**TASK TO CARRY OUT:**
Rewrite the lines running from the one that contains "Locate the stone arch" through the end of the records, inclusive, replacing "Detected" with "Found" and leaving everything else unchanged.

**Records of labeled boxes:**
_ _ _ _ _ _ _

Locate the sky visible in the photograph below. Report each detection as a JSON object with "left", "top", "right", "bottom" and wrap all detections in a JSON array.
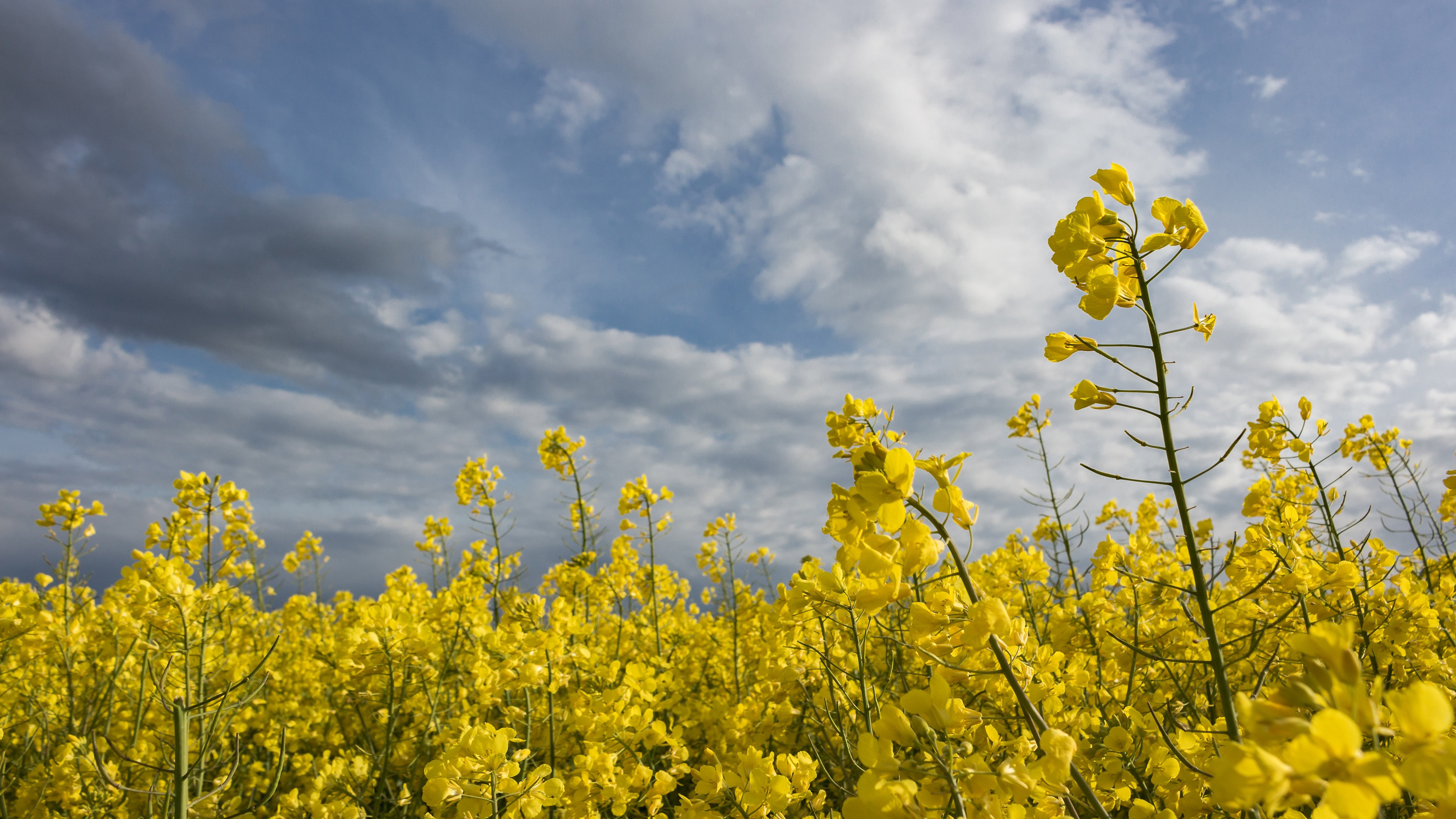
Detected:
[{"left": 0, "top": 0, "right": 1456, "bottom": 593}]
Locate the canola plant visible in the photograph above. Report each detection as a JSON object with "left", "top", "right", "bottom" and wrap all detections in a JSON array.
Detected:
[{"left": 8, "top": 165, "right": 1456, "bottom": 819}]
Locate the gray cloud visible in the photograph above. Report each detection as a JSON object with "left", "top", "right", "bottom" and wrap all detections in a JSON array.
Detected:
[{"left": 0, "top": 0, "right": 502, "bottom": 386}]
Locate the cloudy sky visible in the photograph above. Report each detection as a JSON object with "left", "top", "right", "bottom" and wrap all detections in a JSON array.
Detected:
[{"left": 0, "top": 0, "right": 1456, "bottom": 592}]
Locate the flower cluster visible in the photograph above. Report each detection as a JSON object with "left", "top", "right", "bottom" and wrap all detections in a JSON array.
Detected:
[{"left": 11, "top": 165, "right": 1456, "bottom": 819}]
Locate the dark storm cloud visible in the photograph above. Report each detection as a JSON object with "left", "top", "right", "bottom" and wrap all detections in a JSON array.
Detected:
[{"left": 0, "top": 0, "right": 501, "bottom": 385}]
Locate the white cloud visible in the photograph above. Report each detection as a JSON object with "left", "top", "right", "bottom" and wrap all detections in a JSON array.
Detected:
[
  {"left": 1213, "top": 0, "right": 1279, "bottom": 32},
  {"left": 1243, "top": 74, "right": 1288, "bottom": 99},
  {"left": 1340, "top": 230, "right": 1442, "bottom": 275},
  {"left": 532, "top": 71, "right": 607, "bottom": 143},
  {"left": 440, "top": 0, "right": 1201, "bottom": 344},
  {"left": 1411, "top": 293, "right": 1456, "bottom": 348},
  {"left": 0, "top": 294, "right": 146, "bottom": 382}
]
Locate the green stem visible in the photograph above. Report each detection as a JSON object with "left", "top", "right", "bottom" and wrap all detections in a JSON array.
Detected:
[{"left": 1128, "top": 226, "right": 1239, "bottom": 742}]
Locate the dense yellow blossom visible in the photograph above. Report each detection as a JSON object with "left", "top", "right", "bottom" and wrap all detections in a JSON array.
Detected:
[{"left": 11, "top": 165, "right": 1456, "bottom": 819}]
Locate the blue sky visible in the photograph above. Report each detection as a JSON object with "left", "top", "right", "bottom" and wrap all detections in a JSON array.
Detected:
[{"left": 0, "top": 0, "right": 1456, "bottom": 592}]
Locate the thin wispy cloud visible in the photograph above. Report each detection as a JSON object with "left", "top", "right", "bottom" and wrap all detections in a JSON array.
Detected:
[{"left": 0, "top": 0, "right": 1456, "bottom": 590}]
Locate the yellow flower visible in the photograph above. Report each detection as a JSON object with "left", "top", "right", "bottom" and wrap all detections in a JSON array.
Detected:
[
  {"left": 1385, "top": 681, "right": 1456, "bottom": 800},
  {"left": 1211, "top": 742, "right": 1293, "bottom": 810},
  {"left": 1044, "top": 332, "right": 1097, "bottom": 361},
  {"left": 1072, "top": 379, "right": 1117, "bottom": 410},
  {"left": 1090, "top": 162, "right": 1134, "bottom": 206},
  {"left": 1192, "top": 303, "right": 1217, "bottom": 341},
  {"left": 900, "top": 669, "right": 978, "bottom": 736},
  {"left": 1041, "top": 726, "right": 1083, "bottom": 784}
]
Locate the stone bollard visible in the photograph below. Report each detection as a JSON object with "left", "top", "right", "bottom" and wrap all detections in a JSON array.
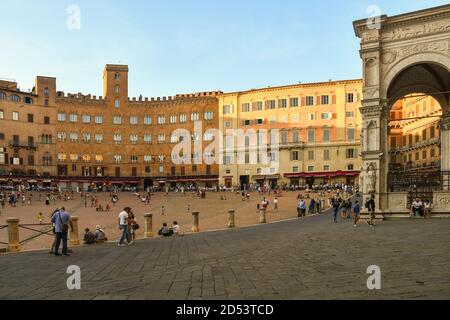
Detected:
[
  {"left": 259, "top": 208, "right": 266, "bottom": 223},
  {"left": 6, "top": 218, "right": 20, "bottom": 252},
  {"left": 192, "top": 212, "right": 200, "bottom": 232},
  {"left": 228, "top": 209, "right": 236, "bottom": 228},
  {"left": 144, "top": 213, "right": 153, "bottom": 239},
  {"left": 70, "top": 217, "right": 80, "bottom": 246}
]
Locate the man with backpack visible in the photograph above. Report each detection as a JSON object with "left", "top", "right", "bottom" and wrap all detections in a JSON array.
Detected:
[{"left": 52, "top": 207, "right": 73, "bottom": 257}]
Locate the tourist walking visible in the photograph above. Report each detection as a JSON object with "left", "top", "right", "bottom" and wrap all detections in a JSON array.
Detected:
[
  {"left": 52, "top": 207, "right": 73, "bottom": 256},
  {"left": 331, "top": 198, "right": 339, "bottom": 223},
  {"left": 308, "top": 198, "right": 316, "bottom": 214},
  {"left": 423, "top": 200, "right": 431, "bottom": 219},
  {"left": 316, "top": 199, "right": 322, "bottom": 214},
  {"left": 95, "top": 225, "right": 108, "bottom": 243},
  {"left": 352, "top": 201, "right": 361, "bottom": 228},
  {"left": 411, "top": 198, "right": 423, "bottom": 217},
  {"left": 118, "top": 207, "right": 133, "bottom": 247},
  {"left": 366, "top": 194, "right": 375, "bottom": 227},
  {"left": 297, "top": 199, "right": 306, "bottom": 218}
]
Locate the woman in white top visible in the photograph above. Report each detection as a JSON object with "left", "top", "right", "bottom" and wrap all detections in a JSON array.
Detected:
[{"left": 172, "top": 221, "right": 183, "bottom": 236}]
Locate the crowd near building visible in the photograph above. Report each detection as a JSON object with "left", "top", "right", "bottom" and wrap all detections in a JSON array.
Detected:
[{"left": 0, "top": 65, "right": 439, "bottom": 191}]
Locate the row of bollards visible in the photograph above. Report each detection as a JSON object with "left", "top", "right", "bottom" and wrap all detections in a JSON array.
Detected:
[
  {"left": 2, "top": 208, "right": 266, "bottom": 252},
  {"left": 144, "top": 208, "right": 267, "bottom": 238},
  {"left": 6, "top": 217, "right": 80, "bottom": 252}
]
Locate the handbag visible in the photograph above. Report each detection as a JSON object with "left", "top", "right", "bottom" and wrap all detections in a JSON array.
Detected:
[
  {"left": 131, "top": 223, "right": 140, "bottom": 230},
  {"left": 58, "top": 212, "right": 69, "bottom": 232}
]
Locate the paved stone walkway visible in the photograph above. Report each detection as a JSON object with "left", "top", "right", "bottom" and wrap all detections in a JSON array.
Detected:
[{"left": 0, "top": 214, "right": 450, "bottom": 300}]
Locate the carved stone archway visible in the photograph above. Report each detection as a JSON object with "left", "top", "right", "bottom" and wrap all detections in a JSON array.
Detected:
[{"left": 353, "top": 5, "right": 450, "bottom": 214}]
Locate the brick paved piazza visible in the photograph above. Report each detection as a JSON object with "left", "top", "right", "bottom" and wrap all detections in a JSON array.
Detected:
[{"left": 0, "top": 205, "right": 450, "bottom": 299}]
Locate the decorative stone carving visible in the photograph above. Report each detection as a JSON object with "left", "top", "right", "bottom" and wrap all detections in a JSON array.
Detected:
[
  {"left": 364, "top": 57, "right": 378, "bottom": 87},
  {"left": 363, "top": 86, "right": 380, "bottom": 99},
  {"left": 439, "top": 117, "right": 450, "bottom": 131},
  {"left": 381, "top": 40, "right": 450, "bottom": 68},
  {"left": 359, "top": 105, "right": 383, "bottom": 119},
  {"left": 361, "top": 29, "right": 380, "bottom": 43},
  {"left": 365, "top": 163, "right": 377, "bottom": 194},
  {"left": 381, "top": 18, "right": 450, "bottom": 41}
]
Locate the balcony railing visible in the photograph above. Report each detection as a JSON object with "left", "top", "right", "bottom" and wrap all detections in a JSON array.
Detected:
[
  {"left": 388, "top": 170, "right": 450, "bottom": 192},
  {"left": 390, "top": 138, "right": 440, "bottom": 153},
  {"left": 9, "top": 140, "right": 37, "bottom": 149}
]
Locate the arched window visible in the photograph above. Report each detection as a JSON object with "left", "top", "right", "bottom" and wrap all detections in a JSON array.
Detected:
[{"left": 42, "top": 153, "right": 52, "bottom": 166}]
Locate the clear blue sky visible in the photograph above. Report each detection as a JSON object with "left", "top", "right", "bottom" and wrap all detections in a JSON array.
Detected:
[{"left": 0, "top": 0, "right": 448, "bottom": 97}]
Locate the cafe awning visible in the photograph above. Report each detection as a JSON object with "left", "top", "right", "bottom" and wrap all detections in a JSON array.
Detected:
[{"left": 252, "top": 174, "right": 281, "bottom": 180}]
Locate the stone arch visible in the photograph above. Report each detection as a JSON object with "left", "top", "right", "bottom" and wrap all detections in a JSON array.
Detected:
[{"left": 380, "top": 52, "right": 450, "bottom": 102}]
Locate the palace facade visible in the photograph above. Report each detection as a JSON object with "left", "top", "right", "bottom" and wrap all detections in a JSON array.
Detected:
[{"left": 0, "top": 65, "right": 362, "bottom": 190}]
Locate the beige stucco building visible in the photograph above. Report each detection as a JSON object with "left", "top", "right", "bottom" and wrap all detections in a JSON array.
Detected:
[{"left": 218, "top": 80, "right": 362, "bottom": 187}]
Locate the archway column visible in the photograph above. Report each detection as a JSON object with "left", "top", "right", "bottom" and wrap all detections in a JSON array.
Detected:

_ _ _ _ _ _ _

**TASK SOLUTION:**
Locate the stone arch visible in the photograph above. Report each detection as a JSON object with "left", "top", "right", "bottom" and wrap all detections in a JSON array.
Found:
[{"left": 380, "top": 52, "right": 450, "bottom": 102}]
Locate the palace facade visible in the photograph above. Report each detection as a JSON object with "left", "top", "right", "bottom" and wrap all detections in a JSON array.
Found:
[{"left": 0, "top": 65, "right": 362, "bottom": 190}]
Locate the beige stucco building visible in the photograph above. Report each detection as a JSON object with "left", "top", "right", "bottom" and wrap all detections in a JSON array.
Found:
[{"left": 218, "top": 80, "right": 362, "bottom": 187}]
Locate the archway column visible in the photograph above. Report each detection as a JSON object with "left", "top", "right", "bottom" and wrap all detections in a JSON array.
Found:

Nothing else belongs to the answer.